### Text passage
----

Other Benefits and Reimbursements.
During the Employment Period, the Executive shall be entitled to not less
than four (4) weeks of paid vacation each year of his employment hereunder,
which shall accumulate if not used in any given year. Pursuant to the provisions
of this Agreement, vacation time earned but unused shall be paid to the
Executive upon termination of this Agreement.
During the Employment Period, the Executive shall be entitled to such other
employment benefits extended or provided to other key executives of the
Companies, including, but not limited to, payment or reimbursement of all
business expenses incurred by the Executive in the performance of his duties and
other job related activities set forth in this Agreement or subsequently agreed
to by the parties and in the promotion of the Business in accordance with the
Companies customary policies and procedures. The Executive shall submit to the
Companies periodic statements of all expenses so incurred. Subject to such
audits as the Companies may deem necessary, the Companies shall reimburse the
Executive the full amount of any such expenses advanced by him in the ordinary
course of business.
The Executive shall be entitled to reimbursement of reasonable expenses
incurred by Executive in connection with the negotiation of this Agreement,
which shall be paid to Executive upon submission to the Companies of proper
vouchers evidencing such expenses and the purposes for which the same were
incurred.
During the Employment Period, the Companies shall permit the Executive to
retain membership in the Young Presidents Organization and the Civic Council and
shall pay the costs of such membership; provided, however, that such involvement
and participation does not involve management or participation in day-to-day
activities thereof and does not detract from the performance by the Executive of
his duties to the Companies pursuant hereto.
The Board of Directors of the Companies may, in their sole discretion,
approve additional bonuses or benefits to be offered to the Executive at
including but not limited to, the carryover of earned but unused vacation, such
time as they deem appropriate.
Deductions from Salary and Benefits. The Companies, as applicable, shall
withhold from any compensation, bonus or benefits payable to the Executive all
customary federal, state, local and other withholdings, including, without
limitation, federal and state withholding taxes, social security taxes and state
disability insurance.
Death or Disability.

----

### Dataset excerpt
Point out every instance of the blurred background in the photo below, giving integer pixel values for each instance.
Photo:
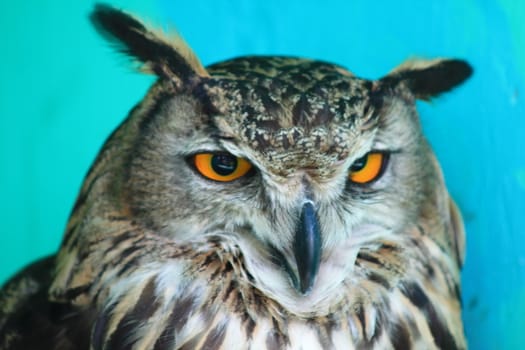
(63, 90)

----

### Objective 1
According to the employment agreement excerpt, how much paid vacation is the Executive entitled to each year?
### Objective 2
Rewrite the employment agreement excerpt starting at "During the Employment Period, the Companies" and ending at "they deem appropriate.", swapping "Young Presidents Organization" for "Rotary Club".
Rely on the text alone.

### Full answer 1
Not less than four (4) weeks of paid vacation each year.

### Full answer 2
During the Employment Period, the Companies shall permit the Executive to
retain membership in the Rotary Club and the Civic Council and
shall pay the costs of such membership; provided, however, that such involvement
and participation does not involve management or participation in day-to-day
activities thereof and does not detract from the performance by the Executive of
his duties to the Companies pursuant hereto.
The Board of Directors of the Companies may, in their sole discretion,
approve additional bonuses or benefits to be offered to the Executive at
including but not limited to, the carryover of earned but unused vacation, such
time as they deem appropriate.